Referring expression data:
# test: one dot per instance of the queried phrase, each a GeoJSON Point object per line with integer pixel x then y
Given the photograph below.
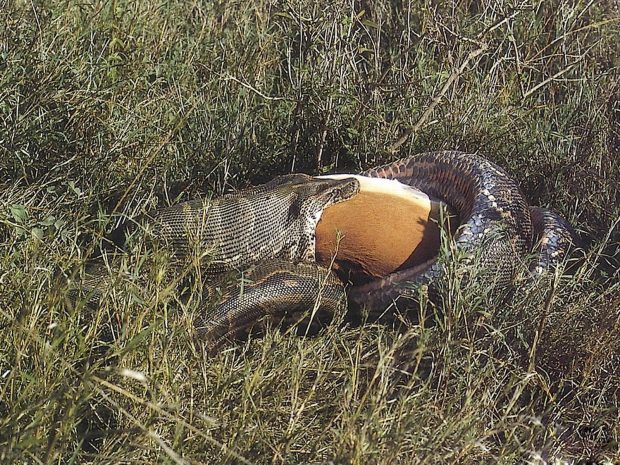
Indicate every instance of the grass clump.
{"type": "Point", "coordinates": [111, 107]}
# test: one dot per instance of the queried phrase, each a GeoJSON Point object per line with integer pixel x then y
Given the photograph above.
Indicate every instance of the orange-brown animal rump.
{"type": "Point", "coordinates": [386, 227]}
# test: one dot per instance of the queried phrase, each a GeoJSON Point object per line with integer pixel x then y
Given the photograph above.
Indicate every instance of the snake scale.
{"type": "Point", "coordinates": [267, 234]}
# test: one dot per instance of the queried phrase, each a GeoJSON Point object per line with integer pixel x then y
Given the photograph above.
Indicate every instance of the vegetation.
{"type": "Point", "coordinates": [118, 106]}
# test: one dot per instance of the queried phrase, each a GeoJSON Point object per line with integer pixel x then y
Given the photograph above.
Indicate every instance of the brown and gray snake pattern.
{"type": "Point", "coordinates": [266, 234]}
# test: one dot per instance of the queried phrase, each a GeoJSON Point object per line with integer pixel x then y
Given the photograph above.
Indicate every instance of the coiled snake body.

TASK BRIEF:
Write out the data in full and exactly as given, though without the images.

REPLY:
# test: one dot per instance of the queried phrase, each a GeoJSON Point object per line with integer pixel x then y
Given the photograph below.
Indicate every instance of the grass clump.
{"type": "Point", "coordinates": [111, 107]}
# test: one dot per instance of the queried phrase, each a GeoJSON Point object per line with integer pixel x then y
Given the photograph above.
Indicate every instance of the orange-brown animal rump.
{"type": "Point", "coordinates": [386, 227]}
# test: one dot per instance of the queried phrase, each a GeoJSON Point object per line with integer pixel x then y
Given the photograph above.
Indicate every instance of the snake scale.
{"type": "Point", "coordinates": [267, 234]}
# test: one dot per instance of the queried phrase, each a GeoJSON Point object per line with integer pixel x then y
Given the photograph above.
Indicate every instance of the vegetation.
{"type": "Point", "coordinates": [118, 106]}
# test: one dot per instance of the queried phrase, each a GeoJSON Point object per line with integer pixel x then y
Given the photograph above.
Indicate every instance of the brown and gray snake pattern.
{"type": "Point", "coordinates": [266, 234]}
# test: one dot per instance of the queried phrase, each a GeoJSON Point object per line with integer pixel x then y
Given the photograph above.
Indicate every instance of the coiled snake body.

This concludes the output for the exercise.